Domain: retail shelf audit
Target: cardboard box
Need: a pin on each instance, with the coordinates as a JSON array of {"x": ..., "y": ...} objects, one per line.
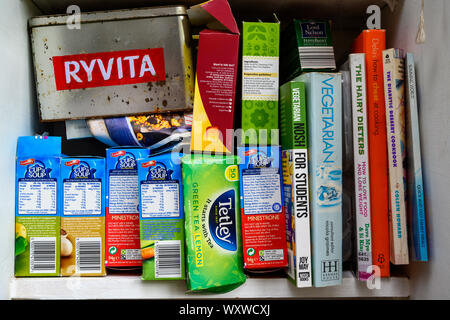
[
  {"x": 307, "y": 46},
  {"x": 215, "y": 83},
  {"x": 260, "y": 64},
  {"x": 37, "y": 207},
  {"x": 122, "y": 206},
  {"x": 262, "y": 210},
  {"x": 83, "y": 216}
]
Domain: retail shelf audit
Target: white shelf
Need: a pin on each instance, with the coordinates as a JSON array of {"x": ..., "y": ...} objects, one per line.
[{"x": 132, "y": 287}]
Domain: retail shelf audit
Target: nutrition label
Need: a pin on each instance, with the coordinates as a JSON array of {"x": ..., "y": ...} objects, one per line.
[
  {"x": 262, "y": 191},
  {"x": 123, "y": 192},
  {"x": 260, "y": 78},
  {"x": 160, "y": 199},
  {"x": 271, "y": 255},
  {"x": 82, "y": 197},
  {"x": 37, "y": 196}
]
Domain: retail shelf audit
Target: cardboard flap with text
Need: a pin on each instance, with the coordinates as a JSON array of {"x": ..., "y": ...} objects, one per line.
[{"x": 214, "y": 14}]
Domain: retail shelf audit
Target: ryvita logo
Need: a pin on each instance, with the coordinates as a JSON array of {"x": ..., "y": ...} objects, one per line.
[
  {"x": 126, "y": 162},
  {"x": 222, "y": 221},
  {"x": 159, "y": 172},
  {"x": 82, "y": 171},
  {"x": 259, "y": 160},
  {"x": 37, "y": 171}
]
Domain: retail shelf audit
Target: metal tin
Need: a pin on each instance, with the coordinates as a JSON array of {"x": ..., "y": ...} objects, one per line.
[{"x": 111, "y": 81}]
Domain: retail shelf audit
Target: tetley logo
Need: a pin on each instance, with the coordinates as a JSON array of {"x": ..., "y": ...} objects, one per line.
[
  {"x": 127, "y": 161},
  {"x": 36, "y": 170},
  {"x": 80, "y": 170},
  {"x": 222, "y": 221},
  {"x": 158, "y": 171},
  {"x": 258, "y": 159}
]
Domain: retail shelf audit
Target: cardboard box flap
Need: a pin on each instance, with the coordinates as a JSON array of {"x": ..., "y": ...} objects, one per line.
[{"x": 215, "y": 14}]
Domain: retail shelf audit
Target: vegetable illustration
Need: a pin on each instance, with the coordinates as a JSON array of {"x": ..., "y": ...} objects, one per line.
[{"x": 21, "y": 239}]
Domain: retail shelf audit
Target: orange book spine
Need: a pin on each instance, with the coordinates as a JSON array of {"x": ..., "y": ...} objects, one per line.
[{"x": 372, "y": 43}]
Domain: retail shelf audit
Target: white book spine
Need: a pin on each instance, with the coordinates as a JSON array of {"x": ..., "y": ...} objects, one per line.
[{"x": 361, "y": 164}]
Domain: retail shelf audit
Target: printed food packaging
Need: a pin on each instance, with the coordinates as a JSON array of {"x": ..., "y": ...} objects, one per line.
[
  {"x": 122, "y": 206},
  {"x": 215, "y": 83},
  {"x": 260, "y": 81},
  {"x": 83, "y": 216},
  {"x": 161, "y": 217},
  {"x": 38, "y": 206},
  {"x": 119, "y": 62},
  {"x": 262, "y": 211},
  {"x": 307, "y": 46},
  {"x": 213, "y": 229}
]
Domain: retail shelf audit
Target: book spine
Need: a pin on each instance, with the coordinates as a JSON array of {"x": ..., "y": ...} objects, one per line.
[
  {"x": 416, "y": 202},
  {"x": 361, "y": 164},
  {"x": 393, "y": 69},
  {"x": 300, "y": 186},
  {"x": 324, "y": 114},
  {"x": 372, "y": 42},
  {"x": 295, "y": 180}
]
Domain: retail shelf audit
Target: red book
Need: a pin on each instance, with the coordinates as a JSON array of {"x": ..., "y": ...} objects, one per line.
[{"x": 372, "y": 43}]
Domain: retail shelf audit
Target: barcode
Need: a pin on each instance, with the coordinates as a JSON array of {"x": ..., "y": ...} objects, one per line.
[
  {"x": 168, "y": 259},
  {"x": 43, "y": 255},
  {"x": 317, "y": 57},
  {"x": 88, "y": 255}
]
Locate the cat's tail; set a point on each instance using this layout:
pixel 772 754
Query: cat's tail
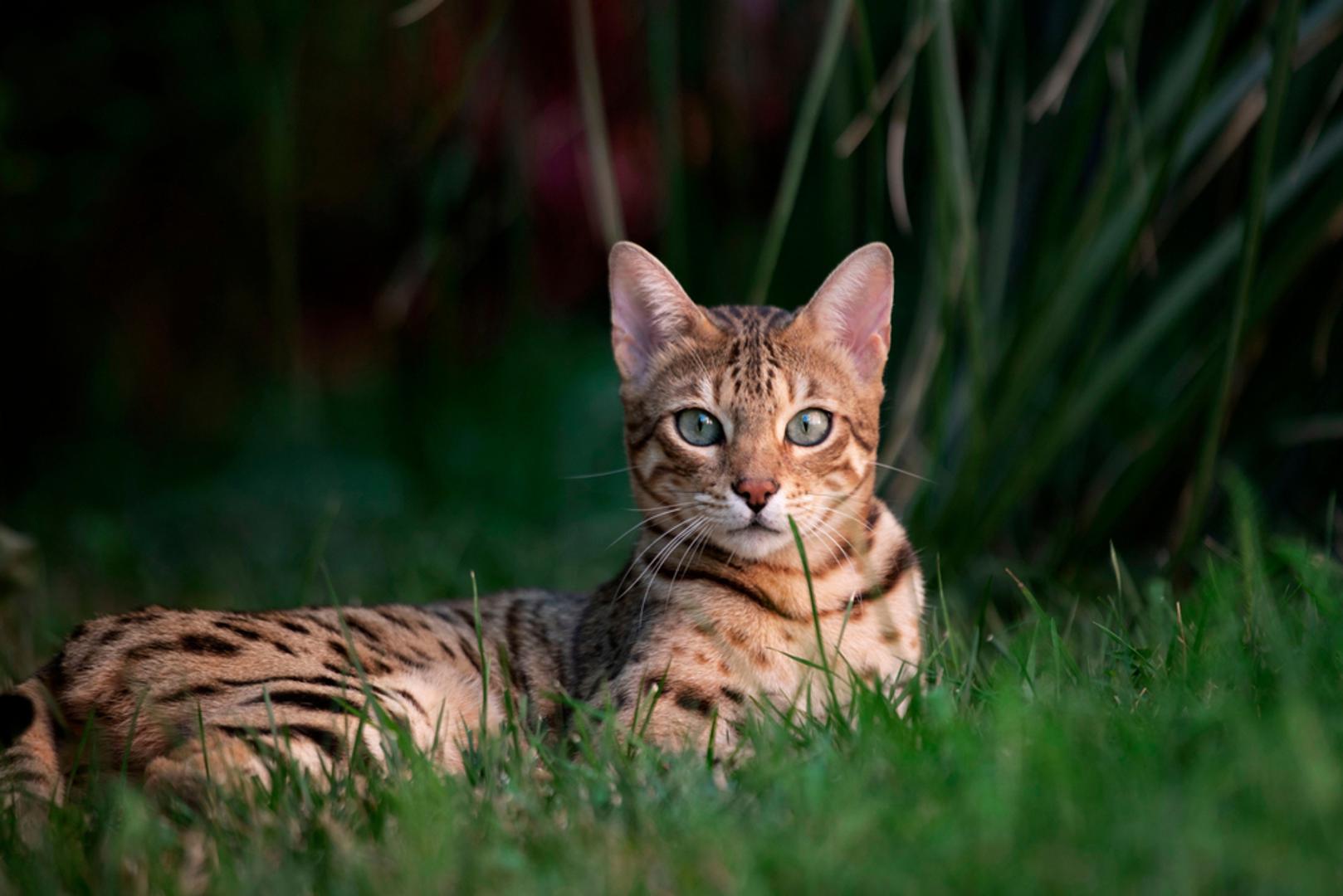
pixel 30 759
· · · · · · ·
• _Exercise description_
Shift every point coordinate in the answers up by 16, then write out again the rows starting with the line that contains "Locate the cat's" and going on through the end of the rows, requests included. Do not carry the pictures over into your answer.

• _Written response_
Locate the cat's tail; set a point on each instance using this layout:
pixel 772 754
Query: cat's tail
pixel 46 775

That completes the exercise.